▸ **Problem to solve**
Look through the data below and, wherever a line carries the word "lawn", please copy that line.

▸ **Material for this exercise**
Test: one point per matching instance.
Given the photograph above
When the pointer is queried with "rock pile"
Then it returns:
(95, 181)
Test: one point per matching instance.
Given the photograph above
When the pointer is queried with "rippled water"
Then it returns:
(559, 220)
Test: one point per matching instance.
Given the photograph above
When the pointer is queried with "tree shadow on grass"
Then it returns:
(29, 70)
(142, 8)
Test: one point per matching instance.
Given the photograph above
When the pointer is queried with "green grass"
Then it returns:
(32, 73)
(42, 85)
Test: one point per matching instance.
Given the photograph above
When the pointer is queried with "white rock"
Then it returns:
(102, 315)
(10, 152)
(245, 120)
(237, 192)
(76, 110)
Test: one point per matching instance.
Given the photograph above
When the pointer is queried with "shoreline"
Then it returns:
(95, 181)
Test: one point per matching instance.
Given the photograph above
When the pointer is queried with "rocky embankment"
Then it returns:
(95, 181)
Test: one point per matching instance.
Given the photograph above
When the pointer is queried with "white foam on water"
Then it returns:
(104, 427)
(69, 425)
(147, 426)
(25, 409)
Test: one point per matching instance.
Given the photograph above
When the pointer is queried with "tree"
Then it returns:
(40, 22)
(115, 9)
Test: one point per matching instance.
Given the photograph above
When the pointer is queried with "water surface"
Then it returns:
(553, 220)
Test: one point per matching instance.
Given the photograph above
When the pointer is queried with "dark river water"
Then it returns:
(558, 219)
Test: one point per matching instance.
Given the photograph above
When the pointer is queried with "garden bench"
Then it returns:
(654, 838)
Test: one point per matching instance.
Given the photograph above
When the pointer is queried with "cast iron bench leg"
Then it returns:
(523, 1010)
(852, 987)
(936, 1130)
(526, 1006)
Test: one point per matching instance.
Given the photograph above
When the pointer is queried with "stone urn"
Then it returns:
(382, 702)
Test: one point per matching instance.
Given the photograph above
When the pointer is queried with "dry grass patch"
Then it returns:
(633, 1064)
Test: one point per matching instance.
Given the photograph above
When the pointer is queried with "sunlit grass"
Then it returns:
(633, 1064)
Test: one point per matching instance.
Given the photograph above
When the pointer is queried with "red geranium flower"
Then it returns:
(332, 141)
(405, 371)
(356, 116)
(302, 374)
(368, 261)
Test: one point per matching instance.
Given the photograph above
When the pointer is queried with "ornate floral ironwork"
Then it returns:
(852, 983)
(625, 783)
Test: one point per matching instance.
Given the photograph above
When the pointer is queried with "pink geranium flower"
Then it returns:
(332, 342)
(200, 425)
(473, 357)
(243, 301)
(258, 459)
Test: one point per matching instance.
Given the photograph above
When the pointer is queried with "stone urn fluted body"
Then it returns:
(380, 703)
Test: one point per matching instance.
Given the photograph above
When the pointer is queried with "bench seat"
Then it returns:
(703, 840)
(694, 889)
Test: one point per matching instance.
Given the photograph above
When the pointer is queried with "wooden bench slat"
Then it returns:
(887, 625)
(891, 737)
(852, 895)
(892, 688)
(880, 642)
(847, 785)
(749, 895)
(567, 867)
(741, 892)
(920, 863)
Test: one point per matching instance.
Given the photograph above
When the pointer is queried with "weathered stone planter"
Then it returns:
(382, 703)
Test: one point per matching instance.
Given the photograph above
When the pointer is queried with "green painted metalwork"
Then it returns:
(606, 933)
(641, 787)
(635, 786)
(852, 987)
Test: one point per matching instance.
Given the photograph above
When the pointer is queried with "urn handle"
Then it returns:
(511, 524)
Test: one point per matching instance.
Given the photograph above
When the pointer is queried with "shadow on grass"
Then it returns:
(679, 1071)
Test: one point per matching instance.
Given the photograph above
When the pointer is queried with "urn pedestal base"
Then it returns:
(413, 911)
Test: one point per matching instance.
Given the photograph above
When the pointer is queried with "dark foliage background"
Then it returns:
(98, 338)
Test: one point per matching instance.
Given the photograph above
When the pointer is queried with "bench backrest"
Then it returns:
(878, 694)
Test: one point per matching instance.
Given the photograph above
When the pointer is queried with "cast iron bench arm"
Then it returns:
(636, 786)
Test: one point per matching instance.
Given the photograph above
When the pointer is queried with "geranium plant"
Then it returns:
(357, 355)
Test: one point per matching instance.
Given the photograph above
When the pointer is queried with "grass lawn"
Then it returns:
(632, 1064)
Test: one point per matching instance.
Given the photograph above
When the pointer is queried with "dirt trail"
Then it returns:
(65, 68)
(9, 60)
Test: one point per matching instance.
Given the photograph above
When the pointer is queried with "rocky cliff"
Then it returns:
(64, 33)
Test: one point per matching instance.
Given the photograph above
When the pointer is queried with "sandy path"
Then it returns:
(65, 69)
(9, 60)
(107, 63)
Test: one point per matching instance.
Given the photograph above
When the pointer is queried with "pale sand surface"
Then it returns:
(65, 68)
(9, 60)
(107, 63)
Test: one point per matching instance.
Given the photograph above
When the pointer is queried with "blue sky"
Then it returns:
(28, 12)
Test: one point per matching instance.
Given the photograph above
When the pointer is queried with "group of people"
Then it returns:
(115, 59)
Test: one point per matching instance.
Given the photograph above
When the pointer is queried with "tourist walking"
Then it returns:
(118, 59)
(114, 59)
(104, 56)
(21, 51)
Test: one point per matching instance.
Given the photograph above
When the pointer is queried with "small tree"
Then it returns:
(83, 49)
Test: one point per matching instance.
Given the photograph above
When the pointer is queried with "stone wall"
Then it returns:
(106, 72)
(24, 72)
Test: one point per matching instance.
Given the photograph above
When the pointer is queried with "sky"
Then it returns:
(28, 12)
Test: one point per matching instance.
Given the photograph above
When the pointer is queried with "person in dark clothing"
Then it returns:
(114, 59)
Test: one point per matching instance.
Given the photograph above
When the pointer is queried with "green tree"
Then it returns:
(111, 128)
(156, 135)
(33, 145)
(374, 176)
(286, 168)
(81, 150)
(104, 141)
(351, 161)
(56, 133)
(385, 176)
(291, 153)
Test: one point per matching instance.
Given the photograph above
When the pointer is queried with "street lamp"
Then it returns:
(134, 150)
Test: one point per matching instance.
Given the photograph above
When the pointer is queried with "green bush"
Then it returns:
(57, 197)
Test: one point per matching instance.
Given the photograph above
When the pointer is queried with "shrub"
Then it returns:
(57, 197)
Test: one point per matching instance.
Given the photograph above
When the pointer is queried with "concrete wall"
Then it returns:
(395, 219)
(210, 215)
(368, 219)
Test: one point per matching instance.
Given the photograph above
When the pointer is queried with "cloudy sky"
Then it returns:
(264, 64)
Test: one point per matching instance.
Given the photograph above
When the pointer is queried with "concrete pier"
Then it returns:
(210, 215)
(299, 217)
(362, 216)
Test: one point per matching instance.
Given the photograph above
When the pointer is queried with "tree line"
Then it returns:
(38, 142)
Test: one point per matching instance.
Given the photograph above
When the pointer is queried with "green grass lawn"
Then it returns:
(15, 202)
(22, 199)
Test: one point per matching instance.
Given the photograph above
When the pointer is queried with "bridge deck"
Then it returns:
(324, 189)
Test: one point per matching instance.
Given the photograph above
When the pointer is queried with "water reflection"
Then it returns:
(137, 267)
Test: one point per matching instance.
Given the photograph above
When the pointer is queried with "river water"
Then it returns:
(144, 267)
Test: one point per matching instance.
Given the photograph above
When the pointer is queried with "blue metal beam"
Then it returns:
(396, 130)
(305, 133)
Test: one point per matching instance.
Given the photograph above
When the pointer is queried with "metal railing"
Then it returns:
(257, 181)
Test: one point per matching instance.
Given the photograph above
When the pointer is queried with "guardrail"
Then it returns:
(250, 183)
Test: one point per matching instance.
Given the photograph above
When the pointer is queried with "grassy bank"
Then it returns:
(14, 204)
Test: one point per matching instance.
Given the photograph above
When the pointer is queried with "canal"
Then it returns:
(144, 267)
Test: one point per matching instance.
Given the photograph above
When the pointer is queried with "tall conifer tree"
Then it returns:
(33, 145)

▸ **Result below**
When the pointer is queried with "grass lawn"
When the pointer is queried with "green grass lawn"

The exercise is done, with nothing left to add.